## Written instruction
Print, word for word, the stretch of the records below from the line containing "Find the door" through the end of the records.

*** Excerpted records ***

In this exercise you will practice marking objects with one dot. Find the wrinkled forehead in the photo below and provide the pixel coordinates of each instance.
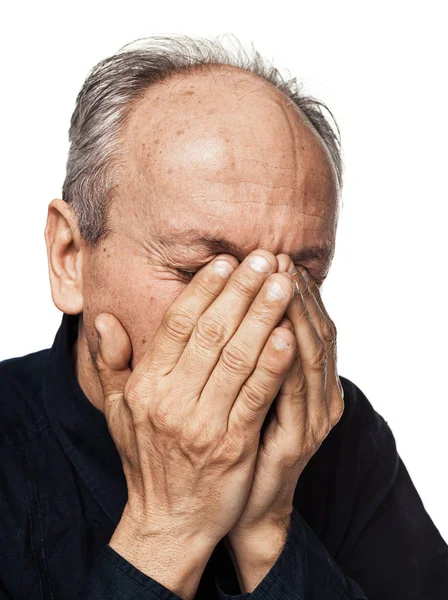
(226, 147)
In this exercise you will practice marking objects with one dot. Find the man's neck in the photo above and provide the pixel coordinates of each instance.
(85, 370)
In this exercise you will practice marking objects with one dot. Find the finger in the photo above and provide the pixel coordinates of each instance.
(179, 320)
(249, 410)
(216, 326)
(312, 356)
(285, 322)
(327, 332)
(239, 357)
(112, 358)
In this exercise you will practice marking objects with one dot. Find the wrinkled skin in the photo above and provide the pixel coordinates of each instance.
(221, 152)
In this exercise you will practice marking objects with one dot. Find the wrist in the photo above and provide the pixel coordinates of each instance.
(160, 554)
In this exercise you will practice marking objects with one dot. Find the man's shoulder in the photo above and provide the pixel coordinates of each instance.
(361, 424)
(21, 392)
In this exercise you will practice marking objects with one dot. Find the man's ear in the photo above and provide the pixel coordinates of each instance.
(65, 256)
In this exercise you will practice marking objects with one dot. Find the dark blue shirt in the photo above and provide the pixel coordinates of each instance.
(359, 529)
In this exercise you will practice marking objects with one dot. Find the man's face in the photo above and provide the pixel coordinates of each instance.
(220, 156)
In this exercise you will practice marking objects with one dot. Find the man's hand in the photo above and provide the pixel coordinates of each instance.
(309, 404)
(186, 421)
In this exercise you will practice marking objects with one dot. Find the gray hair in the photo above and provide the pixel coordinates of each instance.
(113, 87)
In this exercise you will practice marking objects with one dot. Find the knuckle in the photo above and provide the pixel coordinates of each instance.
(319, 360)
(209, 332)
(298, 387)
(234, 359)
(254, 396)
(243, 287)
(178, 324)
(272, 366)
(328, 331)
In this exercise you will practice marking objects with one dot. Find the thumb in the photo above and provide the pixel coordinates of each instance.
(114, 354)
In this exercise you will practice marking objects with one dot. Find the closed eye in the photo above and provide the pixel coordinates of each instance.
(188, 275)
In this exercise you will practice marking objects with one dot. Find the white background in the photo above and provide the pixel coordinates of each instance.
(381, 68)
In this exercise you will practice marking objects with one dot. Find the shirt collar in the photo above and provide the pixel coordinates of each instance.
(80, 427)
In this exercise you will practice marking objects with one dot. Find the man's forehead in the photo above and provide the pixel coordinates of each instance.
(195, 239)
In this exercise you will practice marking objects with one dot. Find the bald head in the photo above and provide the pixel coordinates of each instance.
(229, 139)
(207, 161)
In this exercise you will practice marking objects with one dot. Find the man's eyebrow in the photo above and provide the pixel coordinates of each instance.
(217, 245)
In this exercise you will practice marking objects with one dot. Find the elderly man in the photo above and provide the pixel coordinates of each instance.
(187, 435)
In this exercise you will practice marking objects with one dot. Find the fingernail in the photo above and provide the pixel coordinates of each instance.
(260, 263)
(280, 344)
(292, 269)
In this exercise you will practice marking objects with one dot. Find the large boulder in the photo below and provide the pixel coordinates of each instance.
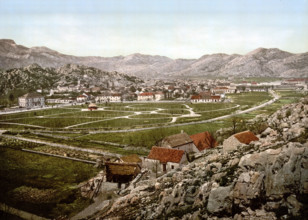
(220, 200)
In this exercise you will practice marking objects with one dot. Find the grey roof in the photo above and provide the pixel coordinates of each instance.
(32, 95)
(178, 139)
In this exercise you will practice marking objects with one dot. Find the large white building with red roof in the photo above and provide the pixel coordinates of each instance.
(146, 96)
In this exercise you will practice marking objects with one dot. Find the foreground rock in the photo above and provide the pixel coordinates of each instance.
(267, 179)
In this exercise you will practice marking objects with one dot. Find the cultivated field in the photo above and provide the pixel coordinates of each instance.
(54, 180)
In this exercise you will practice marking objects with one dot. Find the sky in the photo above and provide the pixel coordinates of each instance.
(173, 28)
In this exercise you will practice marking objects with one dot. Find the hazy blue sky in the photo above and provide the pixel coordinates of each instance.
(178, 29)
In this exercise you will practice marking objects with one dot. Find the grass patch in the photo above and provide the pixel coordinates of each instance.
(22, 173)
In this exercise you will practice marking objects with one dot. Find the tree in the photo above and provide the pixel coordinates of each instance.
(11, 97)
(132, 89)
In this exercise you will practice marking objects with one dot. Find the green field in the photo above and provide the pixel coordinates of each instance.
(22, 173)
(42, 185)
(120, 116)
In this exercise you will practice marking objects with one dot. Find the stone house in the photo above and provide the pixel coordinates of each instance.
(92, 106)
(237, 140)
(204, 98)
(133, 158)
(180, 141)
(203, 141)
(217, 90)
(31, 100)
(164, 159)
(146, 96)
(121, 172)
(82, 98)
(159, 96)
(108, 97)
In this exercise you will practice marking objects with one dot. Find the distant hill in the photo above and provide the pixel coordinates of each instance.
(260, 62)
(35, 77)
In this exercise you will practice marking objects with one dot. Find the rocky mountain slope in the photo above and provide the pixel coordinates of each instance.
(35, 77)
(260, 62)
(267, 179)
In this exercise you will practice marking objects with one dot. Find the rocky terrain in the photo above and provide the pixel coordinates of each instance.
(267, 179)
(34, 77)
(260, 62)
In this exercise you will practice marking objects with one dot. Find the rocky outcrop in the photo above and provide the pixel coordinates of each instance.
(267, 179)
(36, 77)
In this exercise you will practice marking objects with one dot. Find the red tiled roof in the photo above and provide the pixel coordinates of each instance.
(177, 140)
(146, 94)
(133, 158)
(246, 137)
(196, 97)
(165, 155)
(215, 97)
(222, 87)
(203, 140)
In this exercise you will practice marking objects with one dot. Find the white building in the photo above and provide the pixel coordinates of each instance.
(159, 96)
(107, 97)
(82, 98)
(31, 100)
(146, 96)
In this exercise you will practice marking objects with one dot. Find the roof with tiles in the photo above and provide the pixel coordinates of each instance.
(196, 97)
(32, 95)
(122, 168)
(246, 137)
(133, 158)
(146, 94)
(178, 139)
(203, 140)
(165, 155)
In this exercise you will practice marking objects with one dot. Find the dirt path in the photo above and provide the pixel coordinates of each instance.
(63, 146)
(276, 97)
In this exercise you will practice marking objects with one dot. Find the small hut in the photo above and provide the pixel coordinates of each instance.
(92, 106)
(121, 172)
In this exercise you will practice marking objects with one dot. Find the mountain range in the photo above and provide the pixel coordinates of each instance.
(258, 63)
(33, 77)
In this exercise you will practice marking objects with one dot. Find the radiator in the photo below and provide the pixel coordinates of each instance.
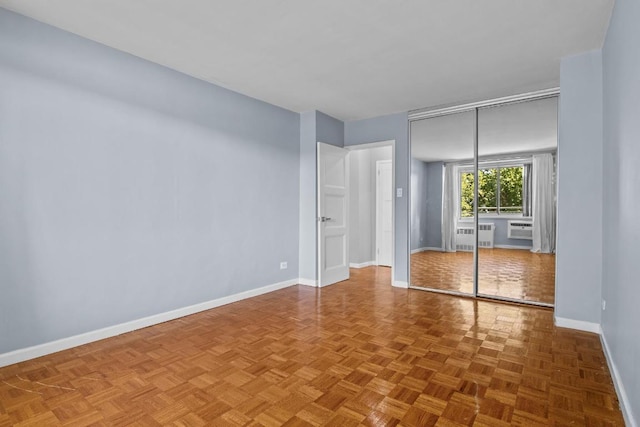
(465, 239)
(520, 230)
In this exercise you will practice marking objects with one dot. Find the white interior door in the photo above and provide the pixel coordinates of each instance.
(384, 213)
(333, 219)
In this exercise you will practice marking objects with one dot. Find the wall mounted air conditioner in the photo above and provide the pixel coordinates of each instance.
(518, 229)
(465, 239)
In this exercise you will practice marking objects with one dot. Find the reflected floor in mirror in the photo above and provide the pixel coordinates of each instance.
(511, 273)
(359, 352)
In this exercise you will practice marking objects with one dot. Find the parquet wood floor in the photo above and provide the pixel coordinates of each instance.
(356, 353)
(517, 274)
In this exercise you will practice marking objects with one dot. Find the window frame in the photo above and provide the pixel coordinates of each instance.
(495, 164)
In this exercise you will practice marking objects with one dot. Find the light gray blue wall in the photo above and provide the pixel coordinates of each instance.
(418, 203)
(621, 268)
(314, 127)
(579, 242)
(128, 189)
(384, 128)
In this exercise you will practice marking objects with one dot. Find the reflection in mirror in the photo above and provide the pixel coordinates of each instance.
(441, 246)
(517, 145)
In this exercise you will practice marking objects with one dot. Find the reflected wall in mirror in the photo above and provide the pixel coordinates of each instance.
(441, 246)
(517, 145)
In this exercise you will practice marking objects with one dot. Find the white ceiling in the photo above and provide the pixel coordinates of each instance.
(350, 59)
(514, 128)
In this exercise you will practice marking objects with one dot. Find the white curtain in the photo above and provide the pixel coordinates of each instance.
(544, 222)
(450, 201)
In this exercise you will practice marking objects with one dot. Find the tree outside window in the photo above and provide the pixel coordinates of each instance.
(499, 191)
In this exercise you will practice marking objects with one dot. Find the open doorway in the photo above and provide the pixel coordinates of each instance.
(371, 206)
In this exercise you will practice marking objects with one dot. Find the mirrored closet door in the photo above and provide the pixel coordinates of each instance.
(483, 200)
(442, 246)
(517, 146)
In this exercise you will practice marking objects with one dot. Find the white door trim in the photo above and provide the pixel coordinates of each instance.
(387, 143)
(379, 206)
(336, 224)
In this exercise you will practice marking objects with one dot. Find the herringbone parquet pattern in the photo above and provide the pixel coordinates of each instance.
(517, 274)
(356, 353)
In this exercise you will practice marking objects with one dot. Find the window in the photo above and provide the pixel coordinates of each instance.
(500, 191)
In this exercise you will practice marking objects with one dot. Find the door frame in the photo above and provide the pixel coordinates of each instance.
(386, 143)
(427, 113)
(319, 214)
(378, 208)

***

## Solution for this task
In this exercise you will practice marking objects with one dot. Find the door frame in the photo above and provide the pixel coordinates of each instance.
(386, 143)
(427, 113)
(319, 214)
(378, 208)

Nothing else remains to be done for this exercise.